== Assignment ==
In the answer, every entry must appear exactly as given.

== Data extracts ==
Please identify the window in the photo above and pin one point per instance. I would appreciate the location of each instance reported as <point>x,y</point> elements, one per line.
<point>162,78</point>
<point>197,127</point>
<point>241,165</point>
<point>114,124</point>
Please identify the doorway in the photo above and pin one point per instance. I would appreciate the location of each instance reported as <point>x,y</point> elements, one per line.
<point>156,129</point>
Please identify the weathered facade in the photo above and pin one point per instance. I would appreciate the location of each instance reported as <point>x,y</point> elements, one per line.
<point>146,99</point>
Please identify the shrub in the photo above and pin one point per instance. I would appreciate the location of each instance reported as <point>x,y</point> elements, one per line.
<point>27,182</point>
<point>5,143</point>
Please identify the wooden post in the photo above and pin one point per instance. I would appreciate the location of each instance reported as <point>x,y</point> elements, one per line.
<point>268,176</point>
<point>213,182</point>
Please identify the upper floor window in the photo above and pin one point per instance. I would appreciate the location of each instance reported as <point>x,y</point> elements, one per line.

== Task result ==
Please identify the window in the photo above and pin one point per instance. I would appreciate the location of each instance reported as <point>x,y</point> elements, one per line.
<point>162,78</point>
<point>197,127</point>
<point>241,165</point>
<point>114,124</point>
Please identify the doorway in the photo above and pin one point per instance. I would appreciate the location of each instance reported as <point>x,y</point> elements, one per line.
<point>156,129</point>
Please identify the weathered facade in the photo above and pin one point per instance. I would appreciate the location of each instance reported as <point>x,y</point> elements, one per line.
<point>146,99</point>
Please identify the shrub in the photo above and pin one point per instance. I would appreciate the location of each instance reported as <point>x,y</point> elements, one per line.
<point>27,182</point>
<point>5,143</point>
Please identify the wooden post in the photo above and pin one point per instance. I would appreciate the location of each instance reported as <point>x,y</point> elements, one per line.
<point>268,176</point>
<point>213,182</point>
Please identify the upper floor window in the photo above and pin one point per instance. I would appreciate the location of each instance reported as <point>x,y</point> elements, one per line.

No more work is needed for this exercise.